■ Complete the following
a – In the blog post, on which day did the inversion table arrive?
b – Using the blog post, explain why the narrator could ride 61 miles with no pain.
c – Extend the blog post past its final sentence.

■ Source extract
Saturday, July 23, 2016

"I toldja we shoulda taken the shorter route."

Remember this in February.


23 July 2016

See this contraption?


It came in the same day my back went out. It's called an inversion table. I lock my feet in, lie back, and go upside-down for a few minutes. It arrived on Monday. I assembled it late at night on Tuesday. I rode my bike into work on Wednesday and Thursday.

"It could be total confirmation bias," I told my doctor yesterday.

"No. You stretched out and gave your disc room to pop back into place."

That it did, because today I did 61 miles in the heat with no pain anywhere at all -- a first in a very long time. 

This evening, as I finished hanging upside-down, Burnaby showed me the biggest benefit of the inversion table:


Anyway, enough about that. About today's ride:

Tom was on it. We started with eight. We finished with seven.  We are, apparently, very good at coincidence. And we can't even blame it on our carbon bikes because we were both using metal today.

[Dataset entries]

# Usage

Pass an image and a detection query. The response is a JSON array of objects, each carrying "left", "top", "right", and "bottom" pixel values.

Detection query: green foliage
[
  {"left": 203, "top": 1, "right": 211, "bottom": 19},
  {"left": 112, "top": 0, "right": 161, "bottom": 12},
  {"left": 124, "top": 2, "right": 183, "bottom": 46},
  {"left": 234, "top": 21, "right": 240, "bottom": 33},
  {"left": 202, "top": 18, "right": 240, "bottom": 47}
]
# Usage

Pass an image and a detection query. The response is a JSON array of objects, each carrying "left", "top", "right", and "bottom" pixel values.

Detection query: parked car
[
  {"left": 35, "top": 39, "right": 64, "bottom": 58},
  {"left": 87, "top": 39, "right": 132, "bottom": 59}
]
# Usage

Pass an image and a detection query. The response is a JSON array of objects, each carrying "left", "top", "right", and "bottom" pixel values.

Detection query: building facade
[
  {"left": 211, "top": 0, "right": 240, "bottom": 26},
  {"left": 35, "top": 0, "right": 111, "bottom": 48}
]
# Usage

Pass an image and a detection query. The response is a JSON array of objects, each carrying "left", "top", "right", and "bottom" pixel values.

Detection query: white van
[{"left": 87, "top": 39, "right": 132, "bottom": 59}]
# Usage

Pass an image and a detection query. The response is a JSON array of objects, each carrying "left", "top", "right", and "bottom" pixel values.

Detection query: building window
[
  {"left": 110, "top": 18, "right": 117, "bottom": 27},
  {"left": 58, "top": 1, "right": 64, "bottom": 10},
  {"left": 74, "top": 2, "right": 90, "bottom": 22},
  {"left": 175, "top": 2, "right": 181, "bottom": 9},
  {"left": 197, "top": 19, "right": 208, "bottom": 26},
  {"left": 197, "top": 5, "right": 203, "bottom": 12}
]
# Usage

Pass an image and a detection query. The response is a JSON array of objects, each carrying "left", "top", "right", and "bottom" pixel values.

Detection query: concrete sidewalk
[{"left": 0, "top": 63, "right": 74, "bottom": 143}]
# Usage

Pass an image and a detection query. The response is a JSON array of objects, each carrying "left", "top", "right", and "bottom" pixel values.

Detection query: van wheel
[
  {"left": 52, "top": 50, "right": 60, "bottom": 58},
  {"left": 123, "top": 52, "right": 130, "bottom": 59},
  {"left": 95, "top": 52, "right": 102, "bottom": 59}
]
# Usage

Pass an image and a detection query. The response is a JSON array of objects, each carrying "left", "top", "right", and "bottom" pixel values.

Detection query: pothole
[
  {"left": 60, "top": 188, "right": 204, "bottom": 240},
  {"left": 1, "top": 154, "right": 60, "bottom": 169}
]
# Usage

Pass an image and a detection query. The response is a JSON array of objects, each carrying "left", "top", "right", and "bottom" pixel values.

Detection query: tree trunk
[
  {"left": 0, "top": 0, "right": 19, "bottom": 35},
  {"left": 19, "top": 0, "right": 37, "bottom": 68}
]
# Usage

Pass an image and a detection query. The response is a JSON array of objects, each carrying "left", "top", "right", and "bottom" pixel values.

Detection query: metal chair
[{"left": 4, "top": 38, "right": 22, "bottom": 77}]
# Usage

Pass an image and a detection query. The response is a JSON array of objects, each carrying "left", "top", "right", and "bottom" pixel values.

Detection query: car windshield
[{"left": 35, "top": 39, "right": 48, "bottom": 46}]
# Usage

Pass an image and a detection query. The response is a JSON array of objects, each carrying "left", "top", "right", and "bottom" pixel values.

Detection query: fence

■ Outputs in order
a – Monday.

b – According to the doctor, using the inversion table stretched the narrator out and gave the disc room to pop back into place. That is why the 61-mile ride in the heat caused no pain anywhere.

c –
One of our riders already had 23 miles under him, having taken Route 206 from Princeton. One can do that in the early hours of a Saturday morning. One would be looked at strangely by the assembled Insane Slug Posse, but one could do that. He asked if anyone would be able to give him a ride home at the end, just in case. I said I could.

It was already in the mid-80s when we pushed off from Mansfield. Tom had a 50-mile and a 60-mile route. We'd be able to make a decision 32 miles in about whether we wanted to be hot or to be hotter.

On Four Mile Road, I gave the finger to the Rutgers Pinelands Field Station, as is my tradition, and Plain Jim joined in.  Chris said, "Without that place you wouldn't be a doctor."

"Not without, Chris. In spite of." 

We stopped for water at the Ranger's Station in Lebanon State Forest (both Tom and I still call it that), and then somehow managed to get across Route 72 without being run over. Then came our decision point. A few people wanted to do the shorter route. A few people wanted to do the longer route. The rest didn't care. So we went left, heading for Tabernacle and 60 miles.

We stopped at Nixon's, where I could easily spend $100 on penny candy.



John bought a pickle, and we had lots of fun with that.

A few miles out, I asked the rider who had 23 extra miles how he was doing.  "Great," he said. "Why?"

"Just checking in," I said.

We were on Eayrestown Road in Lumberton when the crash happened. None of us knows what caused it. He went down and then dragged himself out of the middle of the road. Blake called 911. Jim inspected his bike. He eventually sat up. His right shoulder was bleeding through his jersey.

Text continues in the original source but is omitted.